WORK ORDER 1 ▸ Read the Queen Bee guide below. For each statement, say yes or no, and quote the words from the guide that decide it. (a) Queen Bee can be reached at login1-qb.loni-lsu.teragrid.org through gsissh. (b) When resetting ssh keys, a passphrase should be entered. (c) The Globus installation should be version 4.0.1 or later.

SELECTED PASSAGE ▸
◆ ◆ ◆

Queen Bee Users Guide
Table of Contents
- Logon to Queen Bee via GSISSH using TeraGrid certificates
- Setting up your environment for TeraGrid users.
- Logon to Queen Bee via SSH for LONI users
- Setting up your environment for LONI users
- Creating home and work directories
- Changing your password and shell
- Compiling on Queen Bee
- Running on Queen Bee
- Commands for Monitoring
- Queue limits and descriptions
- Job queuing priority
- Using NCSA Archival Storage
Logon to Queen Bee via GSISSH using TeraGrid certificates
For TeraGrid users, you can access Queen Bee system at login1-qb.loni-lsu.teragrid.org or queenbee.loni-lsu.teragrid.org by using your TeraGrid Certs via gsissh. On any TeraGrid resource or a non-TeraGrid resource that supports myproxy and gsissh with a fairly recent Globus (4.0.1 and later) installation, you can run:
$ myproxy-logon -l-s myproxy.teragrid.org Enter MyProxy pass phrase:
Note: Please replace
After your credential has been received, you can execute the following to logon to Queen Bee:
$ gsissh login1-qb.loni-lsu.teragrid.org
SSH Keys
SSH is used to enable communication with the various nodes, and thus must function correctly to enable parallel process. For this reason you should be careful about modifying anything in your ~/.ssh directory. If you ever need to reset your ssh keys, use the following commands (Note: accept the default file, answer "y" to Overwrite and use an empty passphase):$ cd ~/.ssh $ ssh-keygen -t dsa Generating public/private dsa key pair. Enter file in which to save the key (/home/username/.ssh/id_dsa): /home/username/.ssh/id_dsa already exists. Overwrite (y/n)? y Enter passphrase (empty for no passphrase): Enter same passphrase again: Your identification has been saved in /home/username/.ssh/id_dsa. Your public key has been saved in /home/username/.ssh/id_dsa.pub. The key fingerprint is: 55:66:77:cc:aa:66:bb:aa:33:ff:bb:bb:33:66:88:44 username@qb1.loni.org
Return to top of page
Setting up your environment for TeraGrid users.

◆ ◆ ◆

WORK ORDER 2 ▸ Write out the whole listing below again with "rough mask" replaced by "coarse mask" everywhere and nothing else changed. Leave out the pictures.

◆ ◆ ◆

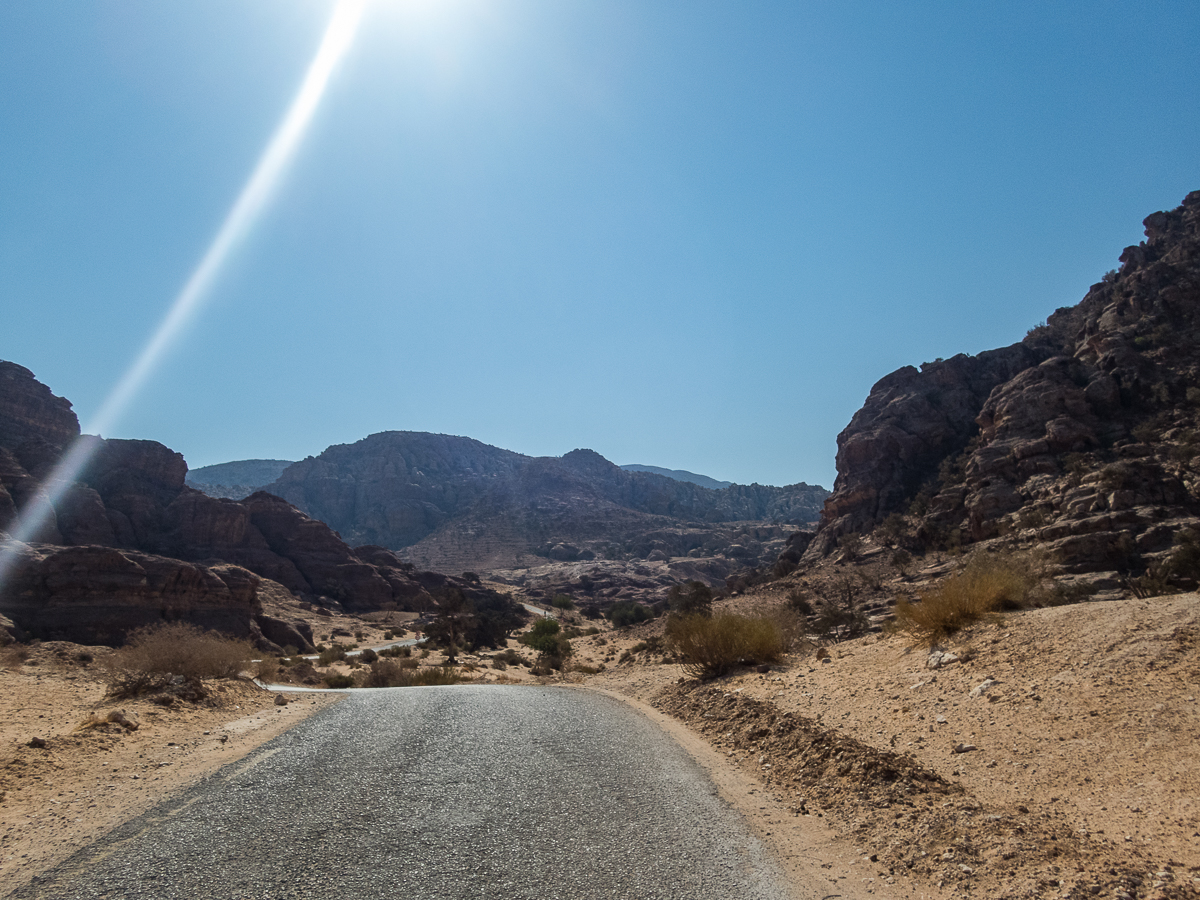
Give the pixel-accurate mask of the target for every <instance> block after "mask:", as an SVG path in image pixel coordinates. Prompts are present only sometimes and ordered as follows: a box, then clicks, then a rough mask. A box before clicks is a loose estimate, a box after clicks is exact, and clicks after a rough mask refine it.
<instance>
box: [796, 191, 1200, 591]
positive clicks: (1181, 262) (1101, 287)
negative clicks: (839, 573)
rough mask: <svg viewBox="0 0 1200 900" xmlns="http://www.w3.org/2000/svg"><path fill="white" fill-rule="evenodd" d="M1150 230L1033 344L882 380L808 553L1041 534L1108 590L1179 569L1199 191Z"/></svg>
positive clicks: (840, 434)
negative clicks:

◆ ◆ ◆

TASK RESPONSE 1 ▸
(a) Yes: "you can access Queen Bee system at login1-qb.loni-lsu.teragrid.org or queenbee.loni-lsu.teragrid.org by using your TeraGrid Certs via gsissh"
(b) No: "use an empty passphase"
(c) Yes: "a fairly recent Globus (4.0.1 and later) installation"

TASK RESPONSE 2 ▸
Give the pixel-accurate mask of the target for every <instance> block after "mask:", as an SVG path in image pixel coordinates. Prompts are present only sometimes and ordered as follows: a box, then clicks, then a coarse mask. A box before clicks is a loose estimate, a box after clicks is exact, and clicks after a coarse mask refine it.
<instance>
box: [796, 191, 1200, 591]
positive clicks: (1181, 262) (1101, 287)
negative clicks: (839, 573)
coarse mask: <svg viewBox="0 0 1200 900" xmlns="http://www.w3.org/2000/svg"><path fill="white" fill-rule="evenodd" d="M1150 230L1033 344L882 380L808 553L1041 534L1108 590L1179 569L1199 191Z"/></svg>
positive clicks: (840, 434)
negative clicks:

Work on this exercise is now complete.